Reproduce the passage on U.S. infant mortality rates below word for word, between "Q: If socialized" and "infant mortality rates.", inclusive.

**Page text:**
------------------------------------------------------------------------

Q: If socialized medicine is so bad, why are infant mortality rates higher in the U.S. than in other developed nations with government or single-payer health care?
A: U.S. infant mortality rates (deaths of infants <1 year of age per 1,000 live births) are sometimes cited as evidence of the failings of the U.S. system of health care delivery. Universal health care, it’s argued, is why babies do better in countries with socialized medicine.
But in fact, the main factors affecting early infant survival are birth weight and prematurity. The way that these factors are reported — and how such babies are treated statistically — tells a different story than what the numbers reveal.
Low birth weight infants are not counted against the “live birth” statistics for many countries reporting low infant mortality rates.
According to the way statistics are calculated in Canada, Germany, and Austria, a premature baby weighing <500g is not considered a living child.
But in the U.S., such very low birth weight babies are considered live births. The mortality rate of such babies — considered “unsalvageable” outside of the U.S. and therefore never alive — is extraordinarily high; up to 869 per 1,000 in the first month of life alone. This skews U.S. infant mortality statistics.
When Canada briefly registered an increased number of low weight babies previously omitted from statistical reporting, the infant mortality rose from 6.1 per 1,000 to 6.4 per thousand in just one year.
According to research done by Canada’s Bureau of Reproductive and Child Health, “Comparisons of infant mortality rates by place and time should be adjusted for the proportion of such live births, especially if the comparisons involve recent years.”
Norway boasts one of the lowest infant mortality rates in the world. But when the main determinant of mortality — weight at birth — is factored in, Norway has no better survival rates than the United States.
Pregnancies in very young first-time mothers carry a high risk of delivering low birth weight infants. In 2002, the average age of first-time mothers in Canada was 27.7 years. During the same year, the same statistic for U.S. mothers was 25.1 — an all-time high.
Some of the countries reporting infant mortality rates lower than the U.S. classify babies as “stillborn” if they survive less than 24 hours whether or not such babies breathe, move, or have a beating heart at birth.

------------------------------------------------------------------------

**Excerpted data:**
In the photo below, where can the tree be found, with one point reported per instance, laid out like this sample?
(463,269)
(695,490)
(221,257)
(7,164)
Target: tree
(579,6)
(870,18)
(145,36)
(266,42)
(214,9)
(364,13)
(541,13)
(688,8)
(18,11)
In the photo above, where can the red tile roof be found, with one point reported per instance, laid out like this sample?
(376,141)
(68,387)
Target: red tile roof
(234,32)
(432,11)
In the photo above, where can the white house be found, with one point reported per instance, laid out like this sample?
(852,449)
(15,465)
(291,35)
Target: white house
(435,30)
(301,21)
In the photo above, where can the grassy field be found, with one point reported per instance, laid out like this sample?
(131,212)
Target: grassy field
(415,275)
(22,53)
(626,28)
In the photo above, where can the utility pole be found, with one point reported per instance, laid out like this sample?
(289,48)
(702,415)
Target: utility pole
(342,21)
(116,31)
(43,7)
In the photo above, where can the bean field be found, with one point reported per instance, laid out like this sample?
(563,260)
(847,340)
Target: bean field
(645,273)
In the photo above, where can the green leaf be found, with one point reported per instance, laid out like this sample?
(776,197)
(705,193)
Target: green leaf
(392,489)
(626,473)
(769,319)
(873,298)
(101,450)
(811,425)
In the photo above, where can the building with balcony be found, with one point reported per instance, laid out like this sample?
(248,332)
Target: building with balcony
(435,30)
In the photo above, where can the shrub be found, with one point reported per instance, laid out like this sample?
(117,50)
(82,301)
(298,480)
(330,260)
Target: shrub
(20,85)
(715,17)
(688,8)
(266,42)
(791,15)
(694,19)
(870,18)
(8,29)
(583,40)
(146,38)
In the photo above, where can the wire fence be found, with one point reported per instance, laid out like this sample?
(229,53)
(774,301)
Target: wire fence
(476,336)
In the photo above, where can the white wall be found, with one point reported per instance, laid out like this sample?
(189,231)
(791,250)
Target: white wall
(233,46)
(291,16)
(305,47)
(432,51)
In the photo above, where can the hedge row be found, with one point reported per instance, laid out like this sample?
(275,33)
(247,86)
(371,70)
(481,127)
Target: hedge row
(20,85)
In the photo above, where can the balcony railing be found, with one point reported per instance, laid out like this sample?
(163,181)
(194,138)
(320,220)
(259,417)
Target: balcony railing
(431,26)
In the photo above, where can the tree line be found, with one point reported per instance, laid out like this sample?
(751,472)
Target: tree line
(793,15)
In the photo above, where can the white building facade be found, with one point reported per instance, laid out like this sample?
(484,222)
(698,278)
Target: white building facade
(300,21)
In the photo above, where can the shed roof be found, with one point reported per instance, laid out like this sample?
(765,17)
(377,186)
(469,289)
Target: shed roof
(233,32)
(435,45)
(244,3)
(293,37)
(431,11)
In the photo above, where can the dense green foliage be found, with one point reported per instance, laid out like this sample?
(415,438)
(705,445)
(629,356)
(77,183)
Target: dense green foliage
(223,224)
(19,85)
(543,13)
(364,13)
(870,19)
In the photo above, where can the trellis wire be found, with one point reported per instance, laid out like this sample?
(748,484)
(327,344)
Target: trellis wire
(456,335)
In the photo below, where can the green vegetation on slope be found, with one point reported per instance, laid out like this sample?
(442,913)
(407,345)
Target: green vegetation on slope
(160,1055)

------------------------------------------------------------------------

**Answer box:**
Q: If socialized medicine is so bad, why are infant mortality rates higher in the U.S. than in other developed nations with government or single-payer health care?
A: U.S. infant mortality rates (deaths of infants <1 year of age per 1,000 live births) are sometimes cited as evidence of the failings of the U.S. system of health care delivery. Universal health care, it’s argued, is why babies do better in countries with socialized medicine.
But in fact, the main factors affecting early infant survival are birth weight and prematurity. The way that these factors are reported — and how such babies are treated statistically — tells a different story than what the numbers reveal.
Low birth weight infants are not counted against the “live birth” statistics for many countries reporting low infant mortality rates.